YOUR INSTRUCTIONS:
Reproduce the passage below on reasons not to use LFS word for word, with nothing added or left out.

SOURCE:
— Begin —
The reason for not using LFS would actually be security. It is possible to
just install whatever you want and then use it for a long time (akin to LTS
Ubuntu distribution). But you still need to somehow notice there are critical
security updates and you definitely don't want to miss them.

Another reason is that distro developers create a huge amount of convenient
mechanisms and choices for the users.

As an example, getting software X to work might not be a problem, but getting
X to work along Y and Z when they might have conflicting dependencies might
already be a headache. Distro developers will ensure various dependencies are
tested and make sense together. If you install something on Gentoo (sorry, I
don't have experience with Arch) and it doesn't work, there is a good chance
it is possible to make it work and you can Google the solution. When you
install something on LFS and it doesn't work you are pretty much on your own.
— End —
RECORDED INFORMATION:
— Begin —
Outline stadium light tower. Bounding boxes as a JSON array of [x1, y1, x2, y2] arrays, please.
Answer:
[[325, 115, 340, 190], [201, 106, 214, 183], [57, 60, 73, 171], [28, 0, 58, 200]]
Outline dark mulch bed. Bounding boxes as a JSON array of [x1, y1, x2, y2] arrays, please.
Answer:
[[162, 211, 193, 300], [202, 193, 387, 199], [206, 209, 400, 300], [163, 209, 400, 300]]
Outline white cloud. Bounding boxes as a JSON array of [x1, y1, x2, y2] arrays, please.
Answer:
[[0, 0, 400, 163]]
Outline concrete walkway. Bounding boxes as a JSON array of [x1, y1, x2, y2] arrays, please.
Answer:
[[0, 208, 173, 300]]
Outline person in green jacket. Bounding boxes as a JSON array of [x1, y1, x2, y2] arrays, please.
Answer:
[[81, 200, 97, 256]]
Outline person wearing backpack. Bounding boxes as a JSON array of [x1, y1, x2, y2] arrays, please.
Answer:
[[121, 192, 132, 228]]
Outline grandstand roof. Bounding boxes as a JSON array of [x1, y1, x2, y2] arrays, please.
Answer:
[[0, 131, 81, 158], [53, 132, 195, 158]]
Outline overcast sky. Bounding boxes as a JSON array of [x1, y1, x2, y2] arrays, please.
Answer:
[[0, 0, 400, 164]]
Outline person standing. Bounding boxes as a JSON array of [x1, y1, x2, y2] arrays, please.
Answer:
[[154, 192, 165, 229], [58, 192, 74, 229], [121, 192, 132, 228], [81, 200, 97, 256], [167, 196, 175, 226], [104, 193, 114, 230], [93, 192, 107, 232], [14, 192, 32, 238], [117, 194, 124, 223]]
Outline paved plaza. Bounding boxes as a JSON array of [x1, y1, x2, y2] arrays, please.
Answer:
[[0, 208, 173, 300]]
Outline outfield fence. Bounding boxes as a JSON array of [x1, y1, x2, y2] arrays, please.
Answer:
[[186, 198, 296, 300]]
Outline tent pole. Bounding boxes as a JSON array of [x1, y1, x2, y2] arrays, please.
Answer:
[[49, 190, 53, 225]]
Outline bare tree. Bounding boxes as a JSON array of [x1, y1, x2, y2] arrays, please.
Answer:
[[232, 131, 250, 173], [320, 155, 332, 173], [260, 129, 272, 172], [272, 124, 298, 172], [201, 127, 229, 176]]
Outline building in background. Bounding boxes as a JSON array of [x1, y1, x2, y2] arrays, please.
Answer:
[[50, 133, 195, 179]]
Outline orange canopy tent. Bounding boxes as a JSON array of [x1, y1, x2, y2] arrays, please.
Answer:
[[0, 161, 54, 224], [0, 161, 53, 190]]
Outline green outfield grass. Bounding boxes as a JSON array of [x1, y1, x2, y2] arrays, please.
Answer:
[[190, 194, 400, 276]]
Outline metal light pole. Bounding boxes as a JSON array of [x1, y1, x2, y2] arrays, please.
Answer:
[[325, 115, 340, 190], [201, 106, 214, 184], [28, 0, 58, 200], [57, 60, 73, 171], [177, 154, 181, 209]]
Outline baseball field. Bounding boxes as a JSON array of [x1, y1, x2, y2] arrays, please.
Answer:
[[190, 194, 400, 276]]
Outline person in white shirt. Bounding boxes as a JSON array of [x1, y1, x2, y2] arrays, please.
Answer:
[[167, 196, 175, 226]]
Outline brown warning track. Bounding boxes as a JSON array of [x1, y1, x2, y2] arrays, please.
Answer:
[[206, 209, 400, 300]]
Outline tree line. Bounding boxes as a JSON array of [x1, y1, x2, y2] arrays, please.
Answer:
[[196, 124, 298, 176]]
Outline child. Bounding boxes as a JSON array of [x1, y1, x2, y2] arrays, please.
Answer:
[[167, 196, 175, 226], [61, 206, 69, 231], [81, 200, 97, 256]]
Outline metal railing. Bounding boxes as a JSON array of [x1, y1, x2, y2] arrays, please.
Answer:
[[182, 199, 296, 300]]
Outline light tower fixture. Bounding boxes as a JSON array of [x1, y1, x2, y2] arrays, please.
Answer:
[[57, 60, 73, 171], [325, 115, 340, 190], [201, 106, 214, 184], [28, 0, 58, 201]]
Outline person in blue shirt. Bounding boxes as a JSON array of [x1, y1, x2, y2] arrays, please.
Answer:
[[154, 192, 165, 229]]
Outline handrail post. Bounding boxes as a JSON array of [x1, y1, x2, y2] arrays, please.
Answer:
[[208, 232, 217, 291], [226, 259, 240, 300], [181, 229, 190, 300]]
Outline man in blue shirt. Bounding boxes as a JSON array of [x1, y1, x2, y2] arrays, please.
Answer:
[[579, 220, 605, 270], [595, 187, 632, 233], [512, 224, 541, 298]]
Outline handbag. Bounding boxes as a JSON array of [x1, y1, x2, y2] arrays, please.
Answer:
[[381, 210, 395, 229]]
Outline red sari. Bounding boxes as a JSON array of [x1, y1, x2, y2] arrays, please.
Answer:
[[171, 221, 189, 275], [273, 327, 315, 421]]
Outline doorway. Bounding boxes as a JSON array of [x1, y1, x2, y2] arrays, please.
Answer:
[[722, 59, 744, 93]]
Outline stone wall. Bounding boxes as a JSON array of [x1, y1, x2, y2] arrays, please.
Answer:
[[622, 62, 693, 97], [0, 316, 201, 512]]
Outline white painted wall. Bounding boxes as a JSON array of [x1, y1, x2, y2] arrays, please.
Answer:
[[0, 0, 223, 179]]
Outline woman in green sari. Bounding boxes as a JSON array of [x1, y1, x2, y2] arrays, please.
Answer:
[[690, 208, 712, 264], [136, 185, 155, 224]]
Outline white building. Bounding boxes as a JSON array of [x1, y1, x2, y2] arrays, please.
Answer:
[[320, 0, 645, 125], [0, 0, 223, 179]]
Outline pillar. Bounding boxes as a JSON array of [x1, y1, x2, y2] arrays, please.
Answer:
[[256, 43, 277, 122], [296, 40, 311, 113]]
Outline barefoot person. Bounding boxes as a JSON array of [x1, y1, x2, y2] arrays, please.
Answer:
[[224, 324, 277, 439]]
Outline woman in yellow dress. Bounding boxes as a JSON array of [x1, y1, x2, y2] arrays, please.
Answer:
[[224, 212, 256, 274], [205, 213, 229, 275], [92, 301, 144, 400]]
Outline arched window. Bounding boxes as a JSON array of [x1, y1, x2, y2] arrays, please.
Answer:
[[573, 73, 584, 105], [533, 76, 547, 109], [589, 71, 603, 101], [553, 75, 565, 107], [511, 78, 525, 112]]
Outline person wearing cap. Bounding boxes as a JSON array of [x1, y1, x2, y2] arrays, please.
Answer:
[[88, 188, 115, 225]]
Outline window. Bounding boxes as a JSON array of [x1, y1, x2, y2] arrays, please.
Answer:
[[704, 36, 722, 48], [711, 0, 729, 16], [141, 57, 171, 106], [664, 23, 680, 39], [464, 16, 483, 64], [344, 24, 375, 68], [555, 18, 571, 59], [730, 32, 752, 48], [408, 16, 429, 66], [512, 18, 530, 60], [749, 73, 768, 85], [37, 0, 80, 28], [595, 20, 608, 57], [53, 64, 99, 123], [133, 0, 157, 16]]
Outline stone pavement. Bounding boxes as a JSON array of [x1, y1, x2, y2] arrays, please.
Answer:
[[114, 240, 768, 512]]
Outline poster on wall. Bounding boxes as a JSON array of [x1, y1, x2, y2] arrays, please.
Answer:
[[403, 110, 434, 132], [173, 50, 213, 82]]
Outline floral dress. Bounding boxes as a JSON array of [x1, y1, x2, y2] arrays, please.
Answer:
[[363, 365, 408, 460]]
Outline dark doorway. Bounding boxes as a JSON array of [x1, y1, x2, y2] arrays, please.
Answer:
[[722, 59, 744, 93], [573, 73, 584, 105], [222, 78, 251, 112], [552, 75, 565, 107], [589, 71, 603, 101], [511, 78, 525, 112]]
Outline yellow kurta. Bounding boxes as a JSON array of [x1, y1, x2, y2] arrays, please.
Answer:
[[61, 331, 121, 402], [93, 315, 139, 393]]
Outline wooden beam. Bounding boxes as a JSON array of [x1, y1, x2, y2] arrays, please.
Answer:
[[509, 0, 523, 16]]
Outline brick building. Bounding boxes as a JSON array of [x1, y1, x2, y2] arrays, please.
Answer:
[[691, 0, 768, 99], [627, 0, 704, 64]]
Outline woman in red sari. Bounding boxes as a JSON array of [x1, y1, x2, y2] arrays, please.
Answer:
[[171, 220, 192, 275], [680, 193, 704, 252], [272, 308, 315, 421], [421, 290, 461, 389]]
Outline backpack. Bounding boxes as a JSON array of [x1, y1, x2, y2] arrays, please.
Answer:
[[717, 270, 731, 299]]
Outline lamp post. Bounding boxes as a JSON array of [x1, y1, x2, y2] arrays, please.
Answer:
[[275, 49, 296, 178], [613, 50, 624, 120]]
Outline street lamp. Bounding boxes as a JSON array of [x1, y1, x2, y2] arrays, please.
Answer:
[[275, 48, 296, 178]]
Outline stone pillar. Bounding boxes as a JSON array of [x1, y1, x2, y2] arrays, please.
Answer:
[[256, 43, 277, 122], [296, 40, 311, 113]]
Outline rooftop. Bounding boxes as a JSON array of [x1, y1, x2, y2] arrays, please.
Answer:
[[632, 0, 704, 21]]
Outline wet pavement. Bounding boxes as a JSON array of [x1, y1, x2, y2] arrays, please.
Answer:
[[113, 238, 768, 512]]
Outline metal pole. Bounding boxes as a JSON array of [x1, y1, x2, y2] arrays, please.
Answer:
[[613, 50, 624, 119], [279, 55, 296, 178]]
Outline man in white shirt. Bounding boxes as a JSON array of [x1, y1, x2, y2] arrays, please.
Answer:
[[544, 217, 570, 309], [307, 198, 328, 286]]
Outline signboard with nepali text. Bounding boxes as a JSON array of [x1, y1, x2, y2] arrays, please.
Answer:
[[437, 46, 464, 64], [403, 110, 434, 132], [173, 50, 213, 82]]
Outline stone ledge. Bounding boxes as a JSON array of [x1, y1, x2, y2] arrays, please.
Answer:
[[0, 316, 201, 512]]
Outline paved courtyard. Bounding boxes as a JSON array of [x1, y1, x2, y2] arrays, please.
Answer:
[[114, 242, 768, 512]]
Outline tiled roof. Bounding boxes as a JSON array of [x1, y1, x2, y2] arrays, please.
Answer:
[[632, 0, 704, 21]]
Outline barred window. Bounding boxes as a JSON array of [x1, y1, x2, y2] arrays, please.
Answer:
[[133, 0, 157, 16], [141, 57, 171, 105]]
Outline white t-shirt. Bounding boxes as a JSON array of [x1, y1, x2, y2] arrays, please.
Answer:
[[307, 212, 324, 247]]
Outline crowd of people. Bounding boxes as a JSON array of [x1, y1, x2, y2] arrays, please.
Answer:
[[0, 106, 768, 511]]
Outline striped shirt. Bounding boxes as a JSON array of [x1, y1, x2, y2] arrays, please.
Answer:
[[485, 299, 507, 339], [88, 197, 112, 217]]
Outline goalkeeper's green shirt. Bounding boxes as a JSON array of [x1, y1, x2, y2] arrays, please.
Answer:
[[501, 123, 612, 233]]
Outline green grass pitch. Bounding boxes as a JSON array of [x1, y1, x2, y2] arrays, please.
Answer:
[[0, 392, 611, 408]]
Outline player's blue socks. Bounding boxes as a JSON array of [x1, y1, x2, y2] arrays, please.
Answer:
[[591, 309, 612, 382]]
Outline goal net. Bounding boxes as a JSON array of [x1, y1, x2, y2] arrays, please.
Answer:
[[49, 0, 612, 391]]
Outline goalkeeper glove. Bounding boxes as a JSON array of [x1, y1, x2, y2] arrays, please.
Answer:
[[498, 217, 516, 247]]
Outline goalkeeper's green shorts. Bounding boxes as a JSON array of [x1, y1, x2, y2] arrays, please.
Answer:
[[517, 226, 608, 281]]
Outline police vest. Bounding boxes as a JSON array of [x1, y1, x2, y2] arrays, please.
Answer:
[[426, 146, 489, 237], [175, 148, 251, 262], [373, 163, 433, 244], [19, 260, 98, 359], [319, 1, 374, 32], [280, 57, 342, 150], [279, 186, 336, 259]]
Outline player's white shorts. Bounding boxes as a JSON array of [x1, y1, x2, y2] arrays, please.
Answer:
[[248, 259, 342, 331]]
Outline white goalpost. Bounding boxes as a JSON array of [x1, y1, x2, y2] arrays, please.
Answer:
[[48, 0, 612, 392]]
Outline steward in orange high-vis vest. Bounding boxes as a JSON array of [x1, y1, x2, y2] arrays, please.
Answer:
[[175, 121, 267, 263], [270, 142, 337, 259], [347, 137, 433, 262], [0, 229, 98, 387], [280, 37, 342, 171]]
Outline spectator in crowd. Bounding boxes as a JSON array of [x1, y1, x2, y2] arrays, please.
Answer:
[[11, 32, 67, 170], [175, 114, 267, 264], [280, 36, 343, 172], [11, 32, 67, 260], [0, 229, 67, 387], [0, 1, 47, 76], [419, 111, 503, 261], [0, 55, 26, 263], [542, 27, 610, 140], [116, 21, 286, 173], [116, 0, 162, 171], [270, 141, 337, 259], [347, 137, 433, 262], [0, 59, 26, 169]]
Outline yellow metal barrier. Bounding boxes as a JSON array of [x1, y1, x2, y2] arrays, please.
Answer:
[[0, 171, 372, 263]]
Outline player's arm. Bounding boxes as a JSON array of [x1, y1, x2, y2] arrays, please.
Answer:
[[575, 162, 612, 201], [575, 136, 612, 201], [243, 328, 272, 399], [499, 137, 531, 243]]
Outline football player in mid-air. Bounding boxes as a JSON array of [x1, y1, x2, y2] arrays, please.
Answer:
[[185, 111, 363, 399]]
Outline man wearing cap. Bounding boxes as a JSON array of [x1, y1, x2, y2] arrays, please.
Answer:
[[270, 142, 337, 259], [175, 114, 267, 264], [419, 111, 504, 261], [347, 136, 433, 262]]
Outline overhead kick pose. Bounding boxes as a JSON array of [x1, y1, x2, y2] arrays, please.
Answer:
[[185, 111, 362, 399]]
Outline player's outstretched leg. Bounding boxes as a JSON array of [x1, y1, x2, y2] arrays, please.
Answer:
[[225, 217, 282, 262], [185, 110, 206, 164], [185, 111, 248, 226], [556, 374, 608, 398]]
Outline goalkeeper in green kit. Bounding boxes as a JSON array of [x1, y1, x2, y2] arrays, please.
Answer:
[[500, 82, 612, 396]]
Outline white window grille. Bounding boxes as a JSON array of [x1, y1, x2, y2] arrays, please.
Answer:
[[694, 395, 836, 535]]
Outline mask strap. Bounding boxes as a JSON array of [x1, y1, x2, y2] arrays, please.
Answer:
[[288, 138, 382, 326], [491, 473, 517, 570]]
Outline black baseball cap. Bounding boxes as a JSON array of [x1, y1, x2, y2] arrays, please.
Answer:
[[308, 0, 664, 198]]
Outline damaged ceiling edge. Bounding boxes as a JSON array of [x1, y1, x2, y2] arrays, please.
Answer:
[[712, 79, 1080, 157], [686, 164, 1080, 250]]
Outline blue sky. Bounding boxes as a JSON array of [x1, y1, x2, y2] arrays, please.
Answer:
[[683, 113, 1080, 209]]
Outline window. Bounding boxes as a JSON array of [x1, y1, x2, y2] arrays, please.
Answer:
— End —
WRITTEN REPLY:
The reason for not using LFS would actually be security. It is possible to
just install whatever you want and then use it for a long time (akin to LTS
Ubuntu distribution). But you still need to somehow notice there are critical
security updates and you definitely don't want to miss them.

Another reason is that distro developers create a huge amount of convenient
mechanisms and choices for the users.

As an example, getting software X to work might not be a problem, but getting
X to work along Y and Z when they might have conflicting dependencies might
already be a headache. Distro developers will ensure various dependencies are
tested and make sense together. If you install something on Gentoo (sorry, I
don't have experience with Arch) and it doesn't work, there is a good chance
it is possible to make it work and you can Google the solution. When you
install something on LFS and it doesn't work you are pretty much on your own.